## Activity
Retype the records below word for word and omit any image.

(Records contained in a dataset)

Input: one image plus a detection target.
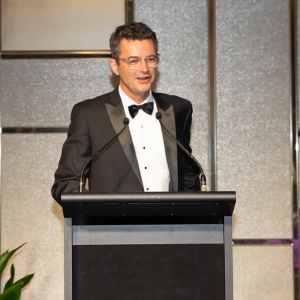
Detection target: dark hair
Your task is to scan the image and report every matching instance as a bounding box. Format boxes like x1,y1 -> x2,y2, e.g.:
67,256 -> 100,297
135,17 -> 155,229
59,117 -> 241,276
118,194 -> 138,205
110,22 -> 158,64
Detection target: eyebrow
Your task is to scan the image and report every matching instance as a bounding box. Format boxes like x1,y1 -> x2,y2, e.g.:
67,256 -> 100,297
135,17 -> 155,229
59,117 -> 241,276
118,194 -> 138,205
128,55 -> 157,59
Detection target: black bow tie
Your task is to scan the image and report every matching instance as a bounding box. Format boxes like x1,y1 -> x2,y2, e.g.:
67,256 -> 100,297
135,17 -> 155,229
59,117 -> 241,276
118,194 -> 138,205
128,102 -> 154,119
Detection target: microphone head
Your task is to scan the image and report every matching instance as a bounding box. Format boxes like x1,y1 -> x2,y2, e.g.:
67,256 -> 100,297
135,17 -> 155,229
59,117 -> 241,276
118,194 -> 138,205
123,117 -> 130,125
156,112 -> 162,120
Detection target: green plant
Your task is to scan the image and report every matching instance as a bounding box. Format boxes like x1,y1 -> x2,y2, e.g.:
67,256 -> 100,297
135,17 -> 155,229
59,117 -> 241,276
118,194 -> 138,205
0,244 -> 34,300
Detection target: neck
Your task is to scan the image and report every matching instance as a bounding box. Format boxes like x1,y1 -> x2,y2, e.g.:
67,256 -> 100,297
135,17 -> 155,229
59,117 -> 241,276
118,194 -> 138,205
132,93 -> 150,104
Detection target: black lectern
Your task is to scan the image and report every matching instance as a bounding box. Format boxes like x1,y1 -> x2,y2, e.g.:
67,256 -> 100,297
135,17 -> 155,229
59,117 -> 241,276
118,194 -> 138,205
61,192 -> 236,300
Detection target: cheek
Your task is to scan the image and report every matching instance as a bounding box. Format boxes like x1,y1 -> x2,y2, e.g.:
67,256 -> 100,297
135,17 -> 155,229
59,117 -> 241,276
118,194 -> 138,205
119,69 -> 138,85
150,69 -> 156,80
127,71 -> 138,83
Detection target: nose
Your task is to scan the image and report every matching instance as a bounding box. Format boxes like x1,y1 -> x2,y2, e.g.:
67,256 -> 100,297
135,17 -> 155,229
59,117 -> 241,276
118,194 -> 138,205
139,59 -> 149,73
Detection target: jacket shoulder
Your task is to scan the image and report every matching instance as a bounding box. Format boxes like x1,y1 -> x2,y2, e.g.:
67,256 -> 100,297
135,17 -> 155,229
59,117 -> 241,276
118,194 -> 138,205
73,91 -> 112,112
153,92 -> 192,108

## Result of this exercise
Input: one image plus a detection target.
Detection target: dark hair
Your task is to scan the image and report every matching instance as a bounding box. Format boxes like x1,y1 -> x2,y2, e.g.:
67,256 -> 100,297
135,17 -> 155,229
59,117 -> 241,276
118,194 -> 138,205
110,22 -> 158,64
Detection target: eyebrow
Your task is to scan the image and report every matching instance as a bounding box. Format boxes like x1,y1 -> x2,y2, e.g.:
67,256 -> 100,297
135,17 -> 155,229
59,117 -> 241,276
118,194 -> 138,205
128,55 -> 157,59
Detection target: black bow tie
Your task is to scan the image and report every matching instance as a bounding box. Format boxes like x1,y1 -> x2,y2, e.g.:
67,256 -> 100,297
135,17 -> 155,229
59,117 -> 241,276
118,194 -> 138,205
128,102 -> 154,119
Detection target: microphone head
Your task is to scan the image and report every matching instance as a bounding box. Format boxes like x1,y1 -> x2,y2, e.g.:
67,256 -> 100,297
135,17 -> 155,229
59,117 -> 241,276
118,194 -> 138,205
123,117 -> 130,125
156,112 -> 162,120
Detection target: green plant
Your task is to scan the image and report every matching instance as a bounding box. Format boxes like x1,y1 -> x2,y2, e.g.:
67,256 -> 100,297
135,17 -> 155,229
59,117 -> 241,276
118,194 -> 138,205
0,244 -> 34,300
Detection target: neck
Your task is to scan the image and report every matching instance as a bounding box. Format boxes like x1,y1 -> x2,y2, e.g.:
67,256 -> 100,297
135,17 -> 155,229
59,117 -> 241,276
118,194 -> 138,205
132,93 -> 150,104
Detection target: black lectern
Your task is to scan the image and report every matching instance as a bounding box. Format boxes like x1,y1 -> x2,y2, e.g.:
67,256 -> 100,297
135,17 -> 155,229
59,117 -> 241,276
118,194 -> 138,205
61,192 -> 236,300
Detection target: cheek
Your task is to scan the image and report every matching instance as a bounding box. Format boxes like x1,y1 -> x2,y2, e.g.:
67,256 -> 100,297
135,17 -> 155,229
59,117 -> 241,276
118,194 -> 138,205
119,69 -> 138,85
150,69 -> 156,80
127,71 -> 138,83
Detection target: nose
Your task is to scan the image and report every matching instance as a bounding box. Format boxes like x1,y1 -> x2,y2, e.g.:
67,256 -> 100,297
135,17 -> 155,229
59,117 -> 241,276
118,194 -> 138,205
139,59 -> 149,73
Detection target: jacket shoulder
Your task is to scan the image and report every matching instance as a bounding box. Format boxes like x1,y1 -> x2,y2, e.g.:
67,256 -> 100,297
135,17 -> 155,229
59,117 -> 241,276
118,194 -> 138,205
73,91 -> 112,112
153,92 -> 192,108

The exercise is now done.